[Task set]
1. According to the text about the Chevron Richmond refinery flaring, how many pounds of sulfur dioxide did the flares release during the three-day incident?
2. Write the next part of the text about the Chevron Richmond refinery flaring, picking up after its last sentence.

[Text]

Shortly after 8 a.m. that day, water from the leaking roof caused an electrical ground fault, which led to the shutdown of several parts of one of the cogeneration plants. Those plants are designed to consume gases produced during refinery operations and generate steam and electricity for the facility.

The loss of power and steam from the cogeneration plants triggered more problems.

Eric Smith, associate director of Tulane University's Energy Institute, said the sudden loss of electricity and steam "has drastic negative effects on the downstream process units."

Several parts of the refinery shut down. Then a backup power system for the cogeneration plants failed, too.

The refinery then routed gases to six refinery flares on and off for more than 48 hours. The flames and smoke bursting from the facility could be seen for miles.

Flaring is a measure refineries use to stabilize operations when they suffer malfunctions. Flaring can help prevent catastrophic failures in refinery units, but major incidents like the one in October release large volumes of toxic material into the air.

Oil companies and refinery experts have emphasized that flaring is a necessary safety feature.

"Without the ability to flare hot, high-pressure gases, the whole site would have become a smoldering ruin" during the October incident, Tulane's Smith said.

Chevron reported months after the incident that the Richmond refinery's flares released at least 23,800 pounds of sulfur dioxide during the three-day incident.

Air district officials said they were investigating to determine whether Chevron's flaring created a strong fuel-like odor that prompted the West Contra Costa Unified School District to close three schools the day after the storm.

Refinery officials have said their testing did not suggest the releases led to violations of air quality standards. County officials have said they did not detect any problems either.

The company told county hazardous materials regulators that it repaired the roof on the cogeneration plant that leaked and over the next year it will look into potential design changes for the roof so it can withstand future storms and see whether it needs to adjust its roof inspections, among other improvements.

A Chevron representative said the refinery conducts regular building inspections and that it has safety controls in place — and emphasized the October storm was an extreme event.

"The October 24 event was a rare convergence of two storms and the first significant winter storm, which resulted in historic, rapid rainfall. Chevron Richmond has robust operating plans in place to safely run the facility during power disruptions," Linsi Crain, a refinery spokesperson, said in an emailed statement.

[Data supplied]
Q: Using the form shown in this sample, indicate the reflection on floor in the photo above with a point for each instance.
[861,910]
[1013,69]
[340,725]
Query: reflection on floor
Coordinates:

[Solved problems]
1. At least 23,800 pounds.

2.
"These operating plans prioritize critical equipment in an effort to minimize any potential impact, and if necessary, direct process streams to safety flares," Crain said.

"Maintaining a reliable facility is a top focus item and we have dedicated teams that work to ensure the reliability of our operations under various circumstances."

Air district flaring data

Chevron's October releases renewed focus on the Chevron facility's flaring. Weeks after the storm, the Richmond City Council sent Chevron a video of a meeting in which residents complained that the company was not providing enough information about the plant's problems.

Recently published data from the Bay Area Air Quality Management District shows the Chevron refinery experienced 93 flaring events from 2016 through late 2021, compared to 122 for the other four local refineries combined. Last year, Chevron Richmond recorded 25 flaring incidents, one every two weeks on average. The other four refineries had a combined total of five.

October's storm came nearly a year after another power problem at Chevron triggered a series of flaring incidents. The refinery blamed an incorrectly labeled electrical diagram for causing an outage in November 2020 that led to the release of 100,000 pounds of toxic gases.


Many residents, environmentalists and public health advocates have expressed concern about refinery flaring and have called on Chevron, air district officials and industrial regulators to provide more timely and detailed information about refinery problems that lead to the pollution releases.